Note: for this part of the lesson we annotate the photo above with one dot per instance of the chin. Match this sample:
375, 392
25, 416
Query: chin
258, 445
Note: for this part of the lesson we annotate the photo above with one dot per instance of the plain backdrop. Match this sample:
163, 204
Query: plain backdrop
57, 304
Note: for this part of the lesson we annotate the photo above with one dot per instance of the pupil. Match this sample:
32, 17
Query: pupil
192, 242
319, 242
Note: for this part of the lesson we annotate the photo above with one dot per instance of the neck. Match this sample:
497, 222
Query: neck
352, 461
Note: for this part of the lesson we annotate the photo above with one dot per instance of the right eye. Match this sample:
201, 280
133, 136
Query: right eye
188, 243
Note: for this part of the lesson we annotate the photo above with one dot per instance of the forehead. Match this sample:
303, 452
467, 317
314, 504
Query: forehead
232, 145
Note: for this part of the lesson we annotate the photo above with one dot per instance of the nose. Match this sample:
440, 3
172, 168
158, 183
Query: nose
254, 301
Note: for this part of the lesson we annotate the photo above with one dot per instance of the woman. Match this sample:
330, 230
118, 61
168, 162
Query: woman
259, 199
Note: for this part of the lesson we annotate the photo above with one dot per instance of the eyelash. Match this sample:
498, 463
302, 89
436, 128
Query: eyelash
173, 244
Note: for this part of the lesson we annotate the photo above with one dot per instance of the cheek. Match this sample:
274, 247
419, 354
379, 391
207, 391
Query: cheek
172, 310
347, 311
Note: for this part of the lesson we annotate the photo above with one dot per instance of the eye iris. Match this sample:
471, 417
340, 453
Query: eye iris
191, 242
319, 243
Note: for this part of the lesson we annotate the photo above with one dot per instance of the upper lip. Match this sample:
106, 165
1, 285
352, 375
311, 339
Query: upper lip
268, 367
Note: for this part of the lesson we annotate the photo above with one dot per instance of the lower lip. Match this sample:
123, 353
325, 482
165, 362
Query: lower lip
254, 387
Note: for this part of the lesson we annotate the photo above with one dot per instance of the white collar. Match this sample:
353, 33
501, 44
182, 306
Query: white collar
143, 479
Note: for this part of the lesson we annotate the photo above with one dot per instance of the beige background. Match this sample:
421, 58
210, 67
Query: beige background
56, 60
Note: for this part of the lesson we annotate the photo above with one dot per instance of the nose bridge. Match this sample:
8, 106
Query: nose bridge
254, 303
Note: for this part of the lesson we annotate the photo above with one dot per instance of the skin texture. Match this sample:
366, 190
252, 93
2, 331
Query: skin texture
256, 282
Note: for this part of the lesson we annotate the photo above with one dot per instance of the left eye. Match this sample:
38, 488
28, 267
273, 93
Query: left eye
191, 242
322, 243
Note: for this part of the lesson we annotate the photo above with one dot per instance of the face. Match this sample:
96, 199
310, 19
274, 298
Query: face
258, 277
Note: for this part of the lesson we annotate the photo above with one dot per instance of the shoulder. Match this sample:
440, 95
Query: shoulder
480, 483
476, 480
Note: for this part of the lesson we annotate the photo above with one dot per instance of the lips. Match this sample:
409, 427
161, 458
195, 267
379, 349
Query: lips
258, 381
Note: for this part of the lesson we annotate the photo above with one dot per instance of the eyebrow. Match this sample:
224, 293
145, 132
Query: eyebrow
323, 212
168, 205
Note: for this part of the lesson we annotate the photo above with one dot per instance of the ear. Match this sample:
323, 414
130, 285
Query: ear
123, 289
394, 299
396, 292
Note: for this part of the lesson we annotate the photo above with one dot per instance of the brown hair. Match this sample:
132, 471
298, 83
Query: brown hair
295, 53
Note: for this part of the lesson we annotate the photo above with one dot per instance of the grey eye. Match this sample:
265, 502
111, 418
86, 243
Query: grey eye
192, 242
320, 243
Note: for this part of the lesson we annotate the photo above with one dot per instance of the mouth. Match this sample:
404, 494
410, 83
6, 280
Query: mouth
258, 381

# # # # #

**Instruction**
Every line of the material must be returned exactly as it appears.

**Solution for this task**
Note: for this part of the lesson we annotate the photo above with one dot per instance of the chin. Match this sample:
375, 392
25, 416
Query: chin
258, 445
Note: for this part of the lesson we annotate the photo above with one dot per instance of the plain backdrop. Match this sample:
163, 204
Query: plain backdrop
57, 304
Note: for this part of the lesson we annotate the photo above with one dot per instance of the pupil. Match this sample:
32, 17
Query: pupil
192, 242
319, 242
Note: for this part of the lesson we annotate the photo above with one dot per instance of the neck. Match this sample:
497, 222
Query: neck
352, 461
Note: for this part of the lesson we annotate the photo above with one dot per instance of the right eye. Match this sample:
201, 280
133, 136
Query: right eye
188, 243
Note: for this part of the lesson we annotate the photo above with one dot per instance of the forehead. Match this sample:
303, 452
467, 317
314, 504
Query: forehead
232, 145
Note: for this part of the lesson we annotate the photo above with one dot per instance of the nose. Match this sample:
440, 3
172, 168
158, 183
Query: nose
254, 301
Note: for this part of the lesson we annotate the photo above with one dot per instance of the woman. Match this sample:
330, 230
118, 61
168, 162
Query: woman
259, 199
Note: for this part of the lesson we annotate the photo above with one dot per instance of the eyelash. Match this sample:
498, 463
302, 89
436, 128
Query: eyelash
173, 244
Note: for this part of the lesson we annotate the photo above with one dot per instance of the cheek. Match this sample:
274, 247
419, 354
379, 391
207, 391
Query: cheek
172, 310
347, 311
Note: for this part of the lesson we annotate the photo above with one dot per instance of the eye iris. Match this sample:
471, 417
340, 453
Query: eye iris
191, 242
319, 243
Note: for this part of the lesson we annotate the photo above with one dot per instance of the upper lip. Match this sample:
106, 165
1, 285
352, 375
311, 339
Query: upper lip
268, 367
Note: for this part of the lesson we annotate the photo above with one dot per instance of the lower lip. Match this sample:
123, 353
325, 482
165, 362
Query: lower lip
254, 387
Note: for this part of the lesson we annotate the photo above with one dot per instance of the white collar. Match this sample:
353, 33
501, 44
182, 306
Query: white collar
143, 479
Note: for this part of the lesson we annotate the photo above with one dot per instance of the beige background. Match this sample:
421, 58
210, 67
Query: beige background
56, 60
Note: for this part of the lesson we annotate the photo above with one dot per instance of the nose bridge. Match this sample:
8, 106
Query: nose bridge
254, 303
Note: for this part of the lesson we annotate the photo above with one dot per instance of the skin texture. Match this sample:
366, 190
252, 93
2, 331
Query: skin texture
256, 282
Note: for this part of the lesson we annotate the photo above with one dot per instance of the left eye. Match this sample:
38, 488
28, 267
273, 93
Query: left eye
191, 242
322, 243
Note: for this part of the lesson we annotate the photo above with one dot per instance of the face. Match this sample:
96, 199
310, 19
274, 298
Query: face
258, 277
Note: for this part of the lesson we annotate the photo above with one dot per instance of the shoulder. Match this sample:
440, 95
Query: shoulder
480, 483
476, 480
Note: for this part of the lesson we annotate the photo above with one dot per instance of the lips. Match this sample:
409, 427
161, 458
195, 267
379, 349
Query: lips
258, 381
Note: for this part of the lesson we annotate the photo above with one dot per instance of the eyebrow. Match this sample:
224, 293
145, 132
Query: eyebrow
323, 212
168, 205
Note: for this part of the lesson we annotate the photo above with one dot per instance of the ear. Match this sample:
323, 414
130, 285
Query: ear
123, 289
394, 299
396, 292
Note: for this part of the lesson we annotate the photo above with one dot per instance of the brown hair. Match this sample:
132, 471
298, 83
Query: brown hair
295, 53
Note: for this part of the lesson we annotate the photo above with one dot per instance of the grey eye. Match this sample:
265, 502
111, 418
86, 243
Query: grey eye
192, 242
320, 243
Note: for this part of the lesson we annotate the photo above with one dot per instance of the mouth. Match this sample:
404, 494
410, 83
6, 280
Query: mouth
258, 381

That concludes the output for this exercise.